● Items listed in a dataset:
———
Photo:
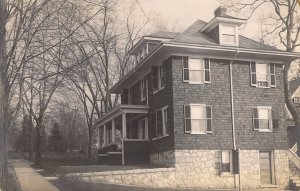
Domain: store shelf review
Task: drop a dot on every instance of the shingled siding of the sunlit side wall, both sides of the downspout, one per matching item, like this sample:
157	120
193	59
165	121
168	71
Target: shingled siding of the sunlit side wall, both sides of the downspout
———
● The task: Go back to the records above and write them out exactly, without the pictures.

● Solution:
Photo:
Domain: store shelf review
Task: drop a dot on every instance of the shingled siding of the sunlit side wall, both sides of the downspout, one per matching item, like this sample:
157	120
193	59
165	121
168	71
Target: shingled siding of the sunlit side wall, both sides of the downspout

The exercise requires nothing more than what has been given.